> _To do_
- a) According to the court order, on what date did the defendant file its Response?
- b) Please reproduce the part of the court order between "OPINION AND ORDER" and "to state court.", inclusive.

*** Text extract ***

UNITED STATES DISTRICT COURT MIDDLE DISTRICT OF FLORIDA FORT MYERS DIVISION
Apr 4, 2013
Case No. 2:12-cv-525-FtM-29DNF (M.D. Fla. Apr. 4, 2013)

Opinion

Case No. 2:12-cv-525-FtM-29DNF

04-04-2013

MARIO LOPEZ, M.D. and RAIDA LOPEZ, Plaintiffs, v. LEXINGTON INSURANCE COMPANY, Defendant.


OPINION AND ORDER

This matter comes before the Court on Plaintiffs' Amended Objection to Notice of Removal and Motion to Remand Case to State Court (Doc. #12) filed on October 9, 2012. Defendant filed a Response (Doc. #15) on October 24, 2012. For the reasons stated below, the Court finds that the Notice of Removal was not timely and will remand the case to state court.

I.

*** Material provided ***

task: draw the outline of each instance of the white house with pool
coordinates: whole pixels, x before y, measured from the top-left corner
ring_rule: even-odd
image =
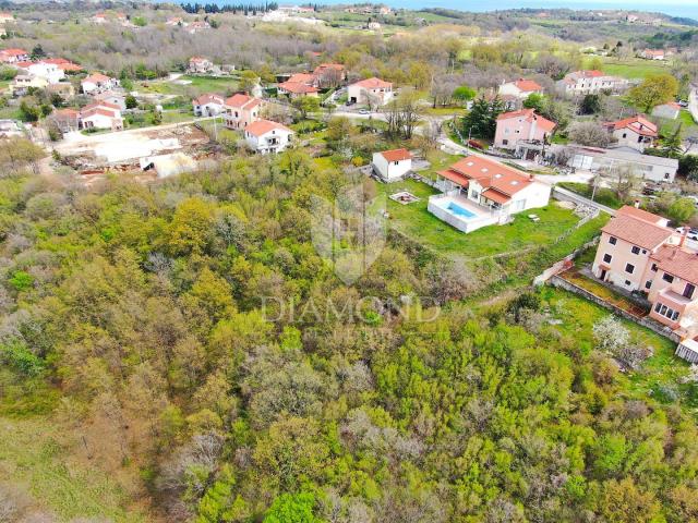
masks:
[[[507,223],[512,215],[544,207],[551,186],[513,167],[468,156],[437,173],[442,194],[430,196],[429,211],[462,232]]]

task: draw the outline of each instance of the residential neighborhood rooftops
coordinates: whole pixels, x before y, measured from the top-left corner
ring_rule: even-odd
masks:
[[[509,197],[527,187],[533,182],[529,174],[500,163],[498,161],[482,156],[468,156],[458,160],[445,171],[440,171],[442,177],[468,186],[474,180],[483,187],[483,195],[497,203],[505,203]],[[484,194],[488,190],[492,191]]]
[[[534,93],[537,90],[542,90],[543,87],[538,84],[538,82],[533,82],[532,80],[519,78],[514,82],[519,90],[525,93]]]
[[[230,98],[227,98],[225,104],[228,107],[238,109],[252,109],[262,104],[262,100],[243,93],[238,93],[236,95],[232,95]]]
[[[381,153],[381,156],[387,161],[402,161],[412,158],[412,155],[407,149],[390,149]]]
[[[194,104],[197,106],[205,106],[207,104],[218,104],[222,106],[224,101],[222,96],[216,95],[215,93],[206,93],[194,98]]]
[[[698,254],[679,245],[662,245],[650,256],[659,269],[682,280],[698,284]]]
[[[101,74],[101,73],[92,73],[91,75],[85,76],[85,77],[82,80],[82,83],[84,84],[84,83],[92,82],[92,83],[95,83],[95,84],[96,84],[96,83],[99,83],[99,82],[107,82],[107,81],[109,81],[109,80],[111,80],[111,78],[109,78],[109,76],[107,76],[107,75],[105,75],[105,74]]]
[[[657,125],[654,125],[641,114],[625,118],[616,122],[606,122],[603,124],[603,126],[606,129],[612,129],[614,131],[618,131],[621,129],[630,129],[642,136],[659,136]]]
[[[667,227],[662,227],[660,220],[664,219],[652,212],[625,206],[616,211],[601,231],[633,245],[652,250],[674,234],[674,231]]]
[[[254,136],[263,136],[270,131],[286,131],[292,133],[290,129],[286,125],[273,122],[272,120],[257,120],[256,122],[252,122],[250,125],[244,127],[245,132],[254,135]]]
[[[497,117],[497,120],[508,120],[510,118],[522,118],[527,122],[535,121],[541,129],[547,132],[553,131],[557,126],[555,122],[547,120],[540,114],[535,114],[535,111],[533,109],[521,109],[518,111],[503,112]]]
[[[364,87],[366,89],[381,89],[381,88],[385,89],[388,87],[393,87],[393,84],[390,82],[385,82],[381,78],[376,78],[375,76],[372,78],[360,80],[359,82],[356,82],[352,85]]]

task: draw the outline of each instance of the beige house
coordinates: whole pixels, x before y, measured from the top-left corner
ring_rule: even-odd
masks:
[[[594,276],[627,291],[640,291],[649,316],[693,338],[698,329],[698,254],[669,220],[625,206],[601,229]]]
[[[616,139],[618,147],[630,147],[640,153],[646,147],[652,147],[659,137],[657,125],[642,115],[606,122],[603,126]]]
[[[384,106],[393,99],[393,84],[381,78],[366,78],[351,84],[349,101],[369,106]]]
[[[242,93],[231,96],[224,104],[224,120],[228,129],[244,129],[260,120],[264,101]]]

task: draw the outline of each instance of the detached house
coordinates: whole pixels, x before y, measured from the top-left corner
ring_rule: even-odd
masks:
[[[430,196],[428,209],[464,232],[506,223],[515,214],[544,207],[550,199],[550,185],[482,156],[462,158],[436,174],[443,194]]]
[[[10,49],[2,49],[0,51],[0,62],[3,63],[16,63],[25,62],[29,59],[29,53],[19,47],[12,47]]]
[[[225,99],[220,95],[213,93],[201,95],[192,100],[194,115],[215,117],[224,111]]]
[[[244,127],[244,137],[248,145],[260,153],[268,155],[281,153],[291,143],[293,131],[270,120],[257,120]]]
[[[402,180],[412,169],[412,155],[407,149],[373,154],[373,171],[385,182]]]
[[[349,101],[370,106],[384,106],[393,99],[393,84],[381,78],[361,80],[348,87]]]
[[[603,126],[617,139],[617,146],[630,147],[640,153],[654,145],[659,137],[657,125],[642,115],[606,122]]]
[[[214,62],[204,57],[192,57],[189,59],[190,73],[210,73],[214,69]]]
[[[622,207],[601,229],[592,271],[603,281],[645,293],[651,318],[693,340],[698,328],[698,254],[685,247],[685,233],[667,222],[636,207]],[[698,350],[693,345],[691,351]],[[698,361],[698,353],[693,357]]]
[[[510,106],[520,107],[520,102],[526,100],[531,95],[542,95],[544,93],[537,82],[532,80],[519,78],[514,82],[504,82],[500,85],[498,95],[503,100],[516,100]],[[510,107],[515,109],[516,107]]]
[[[627,80],[597,70],[575,71],[557,82],[557,87],[566,96],[595,95],[604,90],[618,93],[627,86]]]
[[[244,129],[260,120],[264,101],[241,93],[231,96],[224,104],[224,120],[228,129]]]
[[[557,124],[539,114],[533,109],[504,112],[497,117],[494,146],[515,150],[519,142],[544,144]]]
[[[96,101],[82,108],[79,115],[80,129],[110,129],[121,131],[123,119],[119,106],[108,101]]]
[[[85,95],[96,95],[119,87],[119,81],[101,73],[93,73],[80,82]]]

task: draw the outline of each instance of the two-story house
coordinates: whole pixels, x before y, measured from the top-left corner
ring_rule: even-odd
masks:
[[[497,117],[494,146],[514,150],[519,142],[545,143],[556,126],[533,109],[504,112]]]
[[[291,144],[293,131],[270,120],[257,120],[244,127],[248,145],[261,155],[281,153]]]
[[[627,291],[647,289],[650,256],[666,244],[678,244],[669,220],[631,206],[616,210],[601,229],[593,275]]]
[[[601,71],[575,71],[557,82],[557,88],[566,96],[595,95],[602,92],[619,93],[628,86],[626,78],[604,74]]]
[[[613,135],[616,146],[629,147],[639,153],[642,153],[646,147],[652,147],[659,137],[657,125],[642,115],[606,122],[603,126]]]
[[[369,106],[384,106],[393,99],[393,84],[381,78],[366,78],[351,84],[349,101]]]
[[[260,120],[264,100],[242,93],[231,96],[224,104],[224,120],[228,129],[244,129]]]
[[[224,109],[225,99],[215,93],[201,95],[192,100],[192,108],[195,117],[216,117]]]

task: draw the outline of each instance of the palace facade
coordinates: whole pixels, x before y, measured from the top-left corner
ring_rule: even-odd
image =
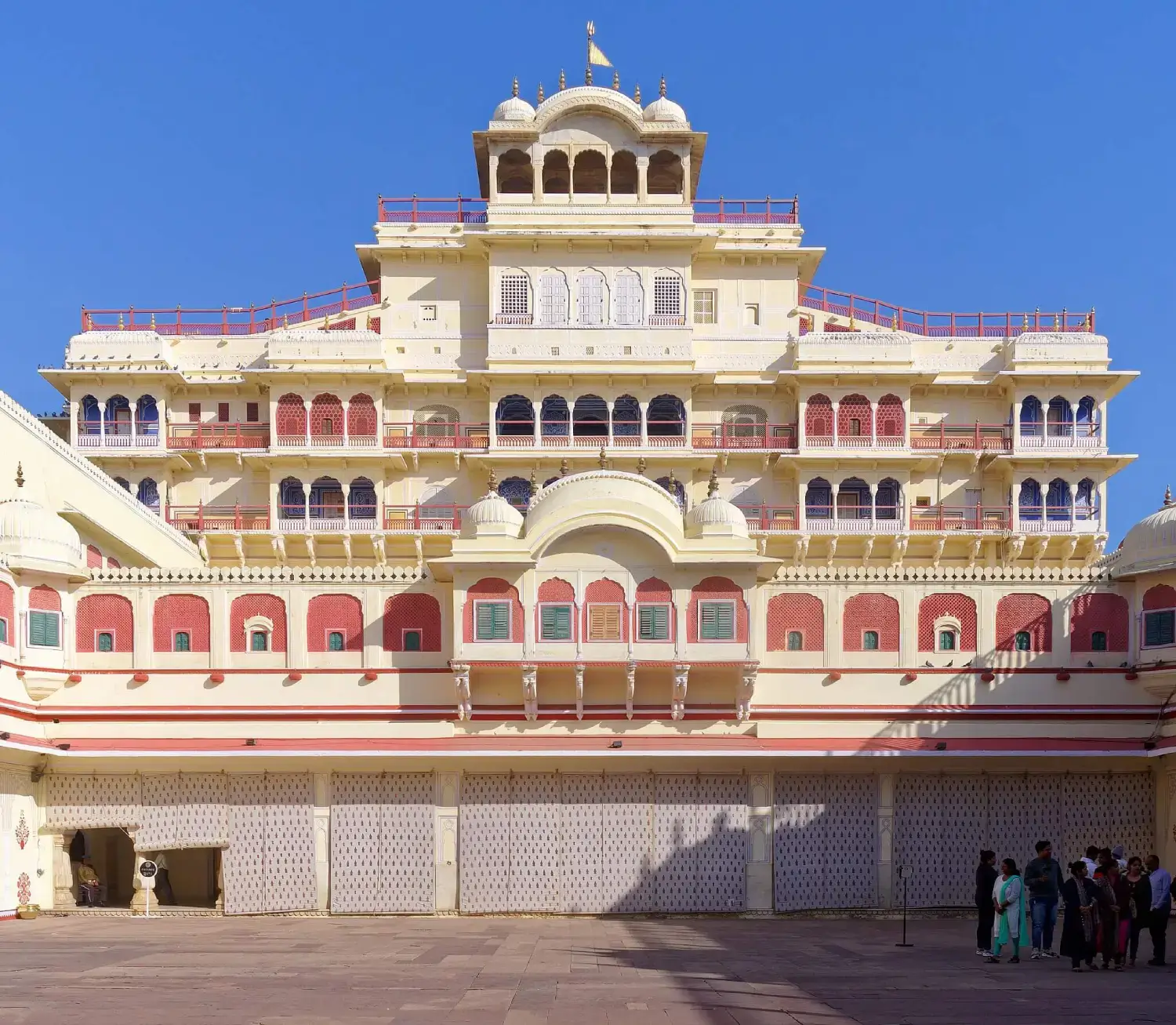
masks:
[[[796,198],[700,198],[664,82],[516,86],[473,141],[360,284],[83,308],[66,437],[0,399],[0,914],[73,908],[71,847],[226,913],[1176,861],[1176,506],[1104,554],[1094,311],[814,284]]]

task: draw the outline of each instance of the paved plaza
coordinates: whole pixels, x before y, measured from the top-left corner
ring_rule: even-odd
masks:
[[[1176,969],[985,965],[964,920],[42,918],[0,926],[0,1023],[1171,1021]],[[1150,949],[1144,940],[1145,956]]]

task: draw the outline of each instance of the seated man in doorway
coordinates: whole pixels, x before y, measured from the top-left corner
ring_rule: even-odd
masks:
[[[78,870],[78,898],[82,907],[105,907],[106,887],[98,878],[98,872],[89,858],[83,858]]]

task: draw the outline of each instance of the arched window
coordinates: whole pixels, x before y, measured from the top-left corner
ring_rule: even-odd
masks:
[[[306,404],[301,395],[286,394],[278,400],[274,427],[279,438],[306,438]]]
[[[139,491],[135,493],[139,499],[152,512],[159,512],[159,487],[149,477],[139,481]]]
[[[646,191],[650,195],[682,194],[682,158],[668,149],[659,149],[649,158]]]
[[[644,317],[646,293],[641,275],[633,271],[621,271],[613,282],[616,310],[614,319],[619,327],[634,327]]]
[[[140,434],[159,434],[159,407],[154,395],[140,395],[135,402],[135,421]]]
[[[508,477],[499,485],[499,494],[520,511],[526,511],[530,501],[530,481],[522,477]]]
[[[608,164],[603,153],[584,149],[576,154],[576,162],[572,168],[572,191],[589,194],[608,192]]]
[[[650,438],[681,438],[686,433],[686,406],[677,395],[650,399],[647,419]]]
[[[833,485],[814,477],[804,488],[804,517],[810,520],[833,519]]]
[[[530,155],[522,149],[507,149],[499,157],[499,192],[530,195],[535,187],[535,169]]]
[[[283,520],[301,520],[306,518],[306,490],[302,481],[293,477],[282,479],[278,485],[278,518]]]
[[[581,395],[572,414],[577,438],[608,437],[608,404],[600,395]]]
[[[343,518],[343,486],[333,477],[320,477],[310,485],[310,519]]]
[[[499,278],[500,324],[530,324],[530,279],[522,271],[503,271]]]
[[[1041,407],[1041,399],[1036,395],[1025,395],[1021,402],[1021,437],[1041,438],[1045,433],[1045,414]]]
[[[572,414],[568,412],[568,401],[563,395],[548,395],[543,399],[539,411],[542,420],[541,434],[544,439],[556,439],[568,437],[568,424]],[[534,433],[534,432],[533,432]],[[547,441],[549,445],[567,444],[567,441]]]
[[[576,275],[576,322],[581,327],[603,327],[608,308],[608,289],[600,271],[581,271]]]
[[[366,477],[356,477],[347,490],[347,514],[352,521],[376,519],[375,485]]]
[[[1017,512],[1023,520],[1040,521],[1042,518],[1041,485],[1033,478],[1021,481],[1021,494],[1017,497]]]
[[[686,324],[686,302],[680,275],[673,271],[659,271],[654,274],[654,313],[649,324],[653,327],[667,327]]]
[[[568,154],[562,149],[549,149],[543,154],[543,192],[570,192],[572,175],[568,173]]]
[[[628,149],[613,154],[609,192],[613,195],[637,194],[637,158]]]
[[[560,271],[539,275],[539,322],[562,327],[568,322],[568,280]]]
[[[620,438],[635,439],[632,442]],[[613,444],[637,444],[641,439],[641,404],[633,395],[621,395],[613,402]]]
[[[535,437],[535,407],[530,399],[522,395],[499,399],[495,418],[500,437],[519,438],[526,434]]]

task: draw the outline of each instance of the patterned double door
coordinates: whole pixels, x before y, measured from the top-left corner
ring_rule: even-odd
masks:
[[[733,774],[467,776],[467,913],[742,911],[747,781]]]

***

> _In response_
- a) October 24, 2012

- b)
OPINION AND ORDER

This matter comes before the Court on Plaintiffs' Amended Objection to Notice of Removal and Motion to Remand Case to State Court (Doc. #12) filed on October 9, 2012. Defendant filed a Response (Doc. #15) on October 24, 2012. For the reasons stated below, the Court finds that the Notice of Removal was not timely and will remand the case to state court.